→ TEXT BLOCK:
* Begin *

The WEIM/EDAM Participants appreciate the CAISO’s willingness to offer choices for modeling WEIM/EDAM DR programs as resources under the current sub-locational aggregation point (LAP), Balancing Authority Area (BAA)-level aggregation, and/or Custom LAP (CLAP) level. Today, the sub-LAP framework is the status quo for DR resources and the WEIM/EDAM Participants believe having flexibility in modeling would assist in some of the hurdles currently faced for registering DR resources. After deliberation, the path of preference would be for further exploring the CLAPs. This path would give a level of granularity that still enables the market to continue managing locational congestion which the BAA-level aggregation level does not appear to provide. However, in the event that one program works best under the CLAP or BAA-level, our understanding is that it is on the table for all these options to remain. For example, if a market participant prefers one program under the CLAP and another at the BAA-level, would the CAISO allow for this instance to occur.

8. Is DRRS suitable for demand response resources outside the CAISO BAA, or should other BAA-managed registration systems be explored? Why or why not?

The WEIM/EDAM Participants strongly agree that a BA managed system move forward in this policy process. Utilities have their own Demand Response Reporting System (DRRS)-like processes which are a basic requirement and function of the Virtual Power Plant/Distributed Energy Resource Management System platforms and so leveraging pre-existing processes is preferred, while packaging to the CAISO in a standardized manner. Further, given that customer renewal contracts are in flux each year, as customers enroll and disenroll themselves, there needs to be some flexibility for updating customer-level data to the CAISO. Notwithstanding, it would be overly burdensome for an WEIM/EDAM participant to manage DRRS data in multiple systems and would unnecessarily expose customer information to additional systems with no benefit to CAISO’s market operations. The WEIM/EDAM Participants have strict policies they must adhere to under their own state jurisdictions, along with general market policies to provide CAISO with the highly accurate data associated with resources.

9. Does your organization support the ISO pursuing modifications to the existing RDRR construct to capture WEIM/EDAM BAA considerations? What modifications would you recommend and why? Alternatively, should the ISO consider developing a new reliability-triggered demand response product applicable to all BAAs?

The existing RDRR model characteristics are specific to meet CAISO’s needs and requirements. If we were to pursue a similar model, we would prefer developing a WEIM/EDAM specific DR product that avoids confusion with the existing CAISO specific model and avoid using ‘reliability’ in the name or design language of this newly proposed model. The new model would count towards the EDAM Resource Sufficiency Evaluation (RSE) for the exclusive use of the submitting entity and would therefore only be dispatched at some defined threshold trigger to either alleviate infeasibilities and/or possibly for heavy congestion at our BA level, as these programs may have restrictions preventing them from supporting other BAs or entities.

We would need to further work on significant design changes and would like to better understand the different options of how these resources operate, what will trigger them, who sets that/those triggers, are the trigger thresholds adjustable, if so, how are they adjusted, etc.

10. Do the proposed large load participation pathways adequately reflect the capabilities and preferences of large load? If not, what changes would you recommend and why? Is there other industry guidance or participation frameworks the ISO should be aware of?

* End *

→ DATA SHOWN:
* Begin *

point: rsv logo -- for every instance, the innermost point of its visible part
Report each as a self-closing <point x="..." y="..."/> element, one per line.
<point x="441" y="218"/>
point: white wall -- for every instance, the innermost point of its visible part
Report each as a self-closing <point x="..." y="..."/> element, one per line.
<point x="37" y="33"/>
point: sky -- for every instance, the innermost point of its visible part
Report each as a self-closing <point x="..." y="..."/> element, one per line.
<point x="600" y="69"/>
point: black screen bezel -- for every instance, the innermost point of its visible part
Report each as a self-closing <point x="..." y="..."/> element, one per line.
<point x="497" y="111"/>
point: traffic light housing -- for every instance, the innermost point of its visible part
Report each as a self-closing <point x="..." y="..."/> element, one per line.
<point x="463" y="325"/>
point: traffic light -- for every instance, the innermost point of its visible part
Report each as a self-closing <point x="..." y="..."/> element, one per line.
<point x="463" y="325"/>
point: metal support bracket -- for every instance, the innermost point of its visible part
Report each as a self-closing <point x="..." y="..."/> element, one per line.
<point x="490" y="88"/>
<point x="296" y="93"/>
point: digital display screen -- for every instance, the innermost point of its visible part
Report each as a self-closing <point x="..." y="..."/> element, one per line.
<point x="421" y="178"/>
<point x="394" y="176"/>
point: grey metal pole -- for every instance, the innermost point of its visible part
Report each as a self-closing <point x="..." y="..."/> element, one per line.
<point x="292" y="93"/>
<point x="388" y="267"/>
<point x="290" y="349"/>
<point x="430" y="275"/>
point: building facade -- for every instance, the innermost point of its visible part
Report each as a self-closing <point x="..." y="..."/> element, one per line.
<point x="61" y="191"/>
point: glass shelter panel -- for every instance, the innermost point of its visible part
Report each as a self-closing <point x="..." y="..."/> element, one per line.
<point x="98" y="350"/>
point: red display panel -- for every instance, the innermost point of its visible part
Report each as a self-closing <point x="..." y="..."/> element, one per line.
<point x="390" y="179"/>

* End *

→ STATED EXERCISE:
Reproduce the demand response comments from "10. Do the proposed" up to and including "be aware of?". Rely on the demand response comments alone.

→ WORKED SOLUTION:
10. Do the proposed large load participation pathways adequately reflect the capabilities and preferences of large load? If not, what changes would you recommend and why? Is there other industry guidance or participation frameworks the ISO should be aware of?